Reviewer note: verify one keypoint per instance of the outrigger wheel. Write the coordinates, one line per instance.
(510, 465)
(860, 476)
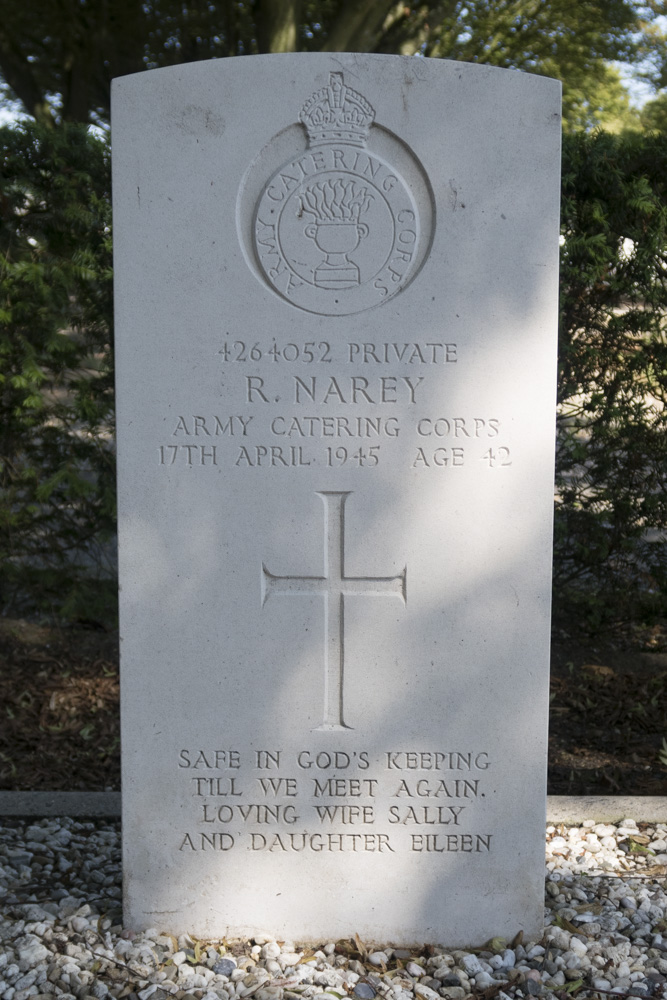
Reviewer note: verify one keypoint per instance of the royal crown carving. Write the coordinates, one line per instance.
(336, 113)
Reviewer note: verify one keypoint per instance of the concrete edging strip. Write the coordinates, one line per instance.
(77, 804)
(606, 808)
(560, 808)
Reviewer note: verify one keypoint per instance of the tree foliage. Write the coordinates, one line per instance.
(611, 513)
(64, 55)
(56, 459)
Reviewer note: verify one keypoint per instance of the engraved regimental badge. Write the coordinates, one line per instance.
(338, 228)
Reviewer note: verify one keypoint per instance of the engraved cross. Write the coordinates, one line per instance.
(334, 585)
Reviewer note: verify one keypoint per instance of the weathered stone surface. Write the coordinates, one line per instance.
(336, 313)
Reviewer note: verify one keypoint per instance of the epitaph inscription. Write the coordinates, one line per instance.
(335, 368)
(337, 229)
(334, 586)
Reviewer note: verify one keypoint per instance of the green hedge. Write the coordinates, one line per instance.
(56, 401)
(610, 556)
(57, 502)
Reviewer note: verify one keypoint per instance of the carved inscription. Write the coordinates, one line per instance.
(334, 586)
(332, 801)
(277, 426)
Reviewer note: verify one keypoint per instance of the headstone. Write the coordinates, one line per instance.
(336, 317)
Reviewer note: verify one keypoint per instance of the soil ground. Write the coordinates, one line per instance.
(60, 717)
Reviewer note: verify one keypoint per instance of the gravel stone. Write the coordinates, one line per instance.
(61, 932)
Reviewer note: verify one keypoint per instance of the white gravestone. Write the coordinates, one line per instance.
(336, 325)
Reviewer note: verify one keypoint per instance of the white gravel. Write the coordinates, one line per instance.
(61, 932)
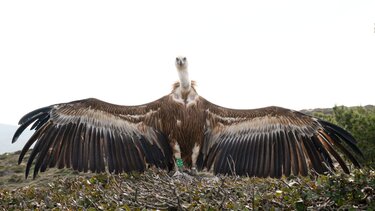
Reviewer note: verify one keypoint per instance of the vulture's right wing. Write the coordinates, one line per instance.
(95, 135)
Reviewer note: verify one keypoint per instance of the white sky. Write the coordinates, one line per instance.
(243, 54)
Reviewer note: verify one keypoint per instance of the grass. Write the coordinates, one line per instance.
(155, 189)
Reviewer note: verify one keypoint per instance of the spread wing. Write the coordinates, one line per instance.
(95, 135)
(272, 142)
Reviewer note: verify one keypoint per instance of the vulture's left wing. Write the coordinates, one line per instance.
(94, 135)
(272, 141)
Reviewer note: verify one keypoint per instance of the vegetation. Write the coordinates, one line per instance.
(156, 189)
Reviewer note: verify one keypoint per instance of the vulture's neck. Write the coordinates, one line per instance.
(185, 82)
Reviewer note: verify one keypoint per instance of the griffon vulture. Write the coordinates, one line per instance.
(183, 131)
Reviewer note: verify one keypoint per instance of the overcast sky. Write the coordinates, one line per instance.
(243, 54)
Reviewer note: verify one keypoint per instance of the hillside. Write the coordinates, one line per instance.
(155, 189)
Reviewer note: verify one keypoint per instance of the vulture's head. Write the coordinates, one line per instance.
(181, 63)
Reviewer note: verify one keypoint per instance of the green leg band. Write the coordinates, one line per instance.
(179, 162)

==========

YOUR TASK: Only the lines from the one with "the vulture's left" through the end of the material are wanted; copy them exactly, both ends included.

EXPECTED ANSWER:
Reviewer note: verify one keypoint per instance of the vulture's left wing. Write the coordinates, one line per instance.
(94, 135)
(272, 141)
Reviewer note: verify one keypoint per instance of the vegetation. Write the coordinates, one line per instance.
(156, 189)
Reviewer note: verify one keypoint per instance of the vulture's neck. Write the coordinates, one line per instance.
(185, 82)
Reviewer note: verify one keypoint per instance of the griffon vulture. Write the coordinates, one line per instance.
(183, 131)
Reviewer note: verify one keypoint per instance of the overcast sky. Write the coordinates, one line per instance.
(243, 54)
Reviewer note: verify one keypoint per instance of the hillside. Write the coordinates, one line per instance.
(155, 189)
Reviewer note: verify one keypoint per instance of the vulture's head. Write the coordinates, one line per instance.
(181, 63)
Reviewer note: verify one keypoint per instance of the green leg band. Write the coordinates, one line per instance.
(179, 162)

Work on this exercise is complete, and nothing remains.